___ RECORD EXCERPTS ___

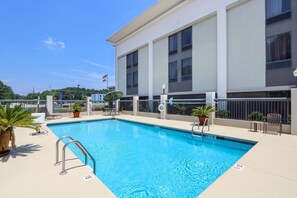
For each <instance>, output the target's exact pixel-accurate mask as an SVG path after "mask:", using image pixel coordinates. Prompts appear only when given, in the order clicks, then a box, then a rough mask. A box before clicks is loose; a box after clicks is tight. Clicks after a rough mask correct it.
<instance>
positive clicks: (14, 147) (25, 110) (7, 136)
mask: <svg viewBox="0 0 297 198" xmlns="http://www.w3.org/2000/svg"><path fill="white" fill-rule="evenodd" d="M35 118H36V117H34V116H32V115H31V111H30V110H25V109H23V108H22V107H21V105H17V106H14V107H13V108H10V106H9V105H6V107H5V108H4V107H2V106H1V105H0V157H1V156H4V155H7V154H8V153H9V151H10V150H9V142H10V141H11V146H12V148H15V147H16V145H15V133H14V127H25V128H32V129H36V128H37V127H38V126H39V123H34V119H35Z"/></svg>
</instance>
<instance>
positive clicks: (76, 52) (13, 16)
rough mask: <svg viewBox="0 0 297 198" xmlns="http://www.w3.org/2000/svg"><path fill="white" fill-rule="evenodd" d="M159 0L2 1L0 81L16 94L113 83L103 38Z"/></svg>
mask: <svg viewBox="0 0 297 198" xmlns="http://www.w3.org/2000/svg"><path fill="white" fill-rule="evenodd" d="M156 2H157V0H85V1H80V0H42V1H40V0H26V1H23V0H9V1H1V2H0V80H2V81H3V82H4V83H5V84H7V85H9V86H11V87H12V88H13V90H14V92H15V93H19V94H27V93H30V92H32V90H33V87H34V88H35V92H41V91H44V90H48V89H49V88H50V86H51V87H52V89H58V88H64V87H76V86H77V85H78V84H79V85H80V86H81V87H85V88H94V89H102V88H105V87H106V83H103V82H102V75H104V74H108V75H109V85H114V48H113V46H112V44H111V43H109V42H107V41H106V39H107V38H108V37H109V36H110V35H112V34H113V33H115V32H116V31H117V30H119V29H120V28H122V27H123V26H124V25H125V24H127V23H129V22H130V21H131V20H133V19H134V18H135V17H137V16H138V15H139V14H141V13H142V12H143V11H145V10H146V9H147V8H149V7H150V6H152V5H153V4H154V3H156Z"/></svg>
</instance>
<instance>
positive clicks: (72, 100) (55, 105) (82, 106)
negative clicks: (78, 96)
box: [53, 100, 87, 113]
mask: <svg viewBox="0 0 297 198" xmlns="http://www.w3.org/2000/svg"><path fill="white" fill-rule="evenodd" d="M53 102H54V105H53V107H54V109H53V112H54V113H69V112H71V110H70V107H71V106H72V105H74V104H75V103H78V104H80V105H81V106H82V107H83V112H85V111H87V104H86V103H87V102H86V100H54V101H53Z"/></svg>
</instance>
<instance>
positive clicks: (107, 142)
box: [49, 120, 253, 197]
mask: <svg viewBox="0 0 297 198" xmlns="http://www.w3.org/2000/svg"><path fill="white" fill-rule="evenodd" d="M49 128H50V129H51V130H52V131H53V132H54V133H55V134H56V135H57V136H58V137H62V136H65V135H67V136H71V137H73V138H74V139H76V140H78V141H80V142H81V143H82V144H83V145H84V146H85V147H86V149H87V150H88V151H89V152H90V154H91V155H92V156H93V157H94V158H95V160H96V165H97V168H96V175H97V177H98V178H99V179H100V180H101V181H102V182H103V183H104V184H105V185H106V186H107V187H108V188H109V189H110V190H111V191H112V192H113V193H114V194H115V195H116V196H118V197H197V196H198V195H199V194H200V193H201V192H202V191H203V190H205V189H206V188H207V187H208V186H209V185H210V184H212V183H213V182H214V181H215V180H216V179H217V178H218V177H219V176H221V175H222V174H223V173H224V172H225V171H226V170H228V169H229V168H230V167H231V166H232V165H234V163H235V162H236V161H237V160H238V159H239V158H241V157H242V156H243V155H244V154H245V153H246V152H247V151H248V150H249V149H250V148H251V147H252V146H253V144H249V143H242V142H235V141H231V140H222V139H216V138H215V137H213V136H212V137H211V136H206V137H204V138H203V141H202V139H201V138H195V139H194V140H193V139H192V136H191V134H188V133H184V132H180V131H175V130H170V129H165V128H160V127H154V126H150V125H143V124H137V123H133V122H126V121H120V120H104V121H90V122H79V123H71V124H56V125H49ZM70 149H71V150H72V151H73V152H74V153H75V154H76V155H77V156H78V157H79V158H80V159H81V160H82V161H83V162H84V155H83V154H82V153H81V152H80V151H79V150H78V149H76V148H75V146H73V145H72V146H70ZM89 165H90V166H91V167H92V162H91V160H89ZM66 168H67V163H66ZM68 168H70V167H68Z"/></svg>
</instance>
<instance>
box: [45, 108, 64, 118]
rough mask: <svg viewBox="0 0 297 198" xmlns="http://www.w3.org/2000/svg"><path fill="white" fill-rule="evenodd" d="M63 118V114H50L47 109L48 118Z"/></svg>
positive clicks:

___

Rewrite every entry above with each "positive clicks" changed to "foreground points" and nothing else altered, omitting the pictures.

ANSWER AREA:
For each <instance>, output the target's exact pixel-accurate mask as an SVG path after "mask:", using image pixel coordinates. Prompts appear only when given, in the order clicks, then a box, then a rough mask. A box before clicks is loose; a box after clicks is tight. Clicks after a rough mask correct it.
<instance>
foreground points: (14, 147) (25, 110) (7, 136)
mask: <svg viewBox="0 0 297 198" xmlns="http://www.w3.org/2000/svg"><path fill="white" fill-rule="evenodd" d="M35 118H36V117H34V116H32V115H31V111H30V110H25V109H23V108H22V107H21V105H17V106H14V107H13V108H10V106H9V105H6V107H5V108H4V107H2V106H1V105H0V157H1V156H4V155H7V154H8V153H9V151H10V150H9V142H10V141H11V146H12V148H15V147H16V145H15V133H14V127H25V128H32V129H36V128H37V127H38V126H39V123H34V119H35Z"/></svg>
</instance>
<instance>
foreground points: (76, 52) (13, 16)
rough mask: <svg viewBox="0 0 297 198" xmlns="http://www.w3.org/2000/svg"><path fill="white" fill-rule="evenodd" d="M159 0L2 1L0 81L16 94L113 83L103 38Z"/></svg>
mask: <svg viewBox="0 0 297 198" xmlns="http://www.w3.org/2000/svg"><path fill="white" fill-rule="evenodd" d="M156 2H157V0H85V1H80V0H42V1H40V0H26V1H23V0H9V1H1V2H0V80H2V81H3V82H4V83H5V84H7V85H9V86H11V87H12V88H13V90H14V92H15V93H19V94H27V93H30V92H32V90H33V87H34V88H35V92H41V91H44V90H48V89H49V88H50V86H51V87H52V89H58V88H64V87H76V86H77V85H78V84H79V85H80V86H81V87H85V88H94V89H102V88H105V87H106V83H103V82H102V75H104V74H108V75H109V85H114V48H113V46H112V44H111V43H109V42H107V41H106V39H107V38H108V37H109V36H110V35H112V34H113V33H115V32H116V31H117V30H119V29H120V28H122V27H123V26H124V25H125V24H127V23H129V22H130V21H131V20H133V19H134V18H135V17H137V16H138V15H139V14H141V13H142V12H143V11H145V10H146V9H147V8H149V7H150V6H152V5H153V4H154V3H156Z"/></svg>
</instance>
<instance>
foreground points: (72, 100) (55, 105) (82, 106)
negative clicks: (78, 96)
box: [53, 100, 87, 113]
mask: <svg viewBox="0 0 297 198" xmlns="http://www.w3.org/2000/svg"><path fill="white" fill-rule="evenodd" d="M53 102H54V105H53V107H54V109H53V112H54V113H69V112H71V110H70V107H71V106H72V105H74V104H75V103H78V104H80V105H81V106H82V107H83V112H85V111H87V104H86V103H87V102H86V100H54V101H53Z"/></svg>
</instance>
<instance>
foreground points: (107, 142)
box: [49, 120, 253, 197]
mask: <svg viewBox="0 0 297 198" xmlns="http://www.w3.org/2000/svg"><path fill="white" fill-rule="evenodd" d="M49 128H50V129H51V130H52V131H53V132H54V133H55V134H56V135H57V136H58V137H62V136H65V135H67V136H71V137H73V138H74V139H76V140H78V141H80V142H81V143H82V144H83V145H84V146H85V147H86V149H87V150H88V151H89V152H90V154H91V155H92V156H93V157H94V158H95V160H96V165H97V168H96V175H97V177H98V178H99V179H100V180H101V181H102V182H103V183H104V184H105V185H106V186H107V187H108V188H109V189H110V190H111V191H112V192H113V193H114V194H115V195H116V196H118V197H197V196H198V195H199V194H200V193H201V192H202V191H203V190H205V189H206V188H207V187H208V186H209V185H210V184H212V183H213V182H214V181H215V180H216V179H217V178H218V177H219V176H221V175H222V174H223V173H224V172H225V171H226V170H228V169H229V168H230V167H231V166H232V165H234V163H235V162H236V161H237V160H238V159H239V158H241V157H242V156H243V155H244V154H245V153H246V152H247V151H248V150H249V149H250V148H251V147H252V146H253V144H249V143H242V142H235V141H231V140H222V139H216V138H215V137H213V136H212V137H211V136H206V137H204V138H203V141H202V139H201V138H195V139H194V140H193V139H192V136H191V134H188V133H184V132H180V131H175V130H170V129H165V128H160V127H154V126H150V125H143V124H137V123H133V122H126V121H120V120H104V121H90V122H79V123H71V124H56V125H49ZM70 149H71V150H72V151H73V152H74V153H75V154H76V155H77V156H78V157H79V158H80V159H81V160H82V161H83V162H84V155H83V154H82V153H81V152H80V151H79V150H78V149H76V148H75V146H73V145H72V146H70ZM89 165H90V166H91V167H92V162H91V160H89ZM66 168H67V163H66ZM68 168H70V167H68Z"/></svg>
</instance>
<instance>
box: [45, 108, 64, 118]
rough mask: <svg viewBox="0 0 297 198" xmlns="http://www.w3.org/2000/svg"><path fill="white" fill-rule="evenodd" d="M63 118V114H50L47 109L48 118Z"/></svg>
foreground points:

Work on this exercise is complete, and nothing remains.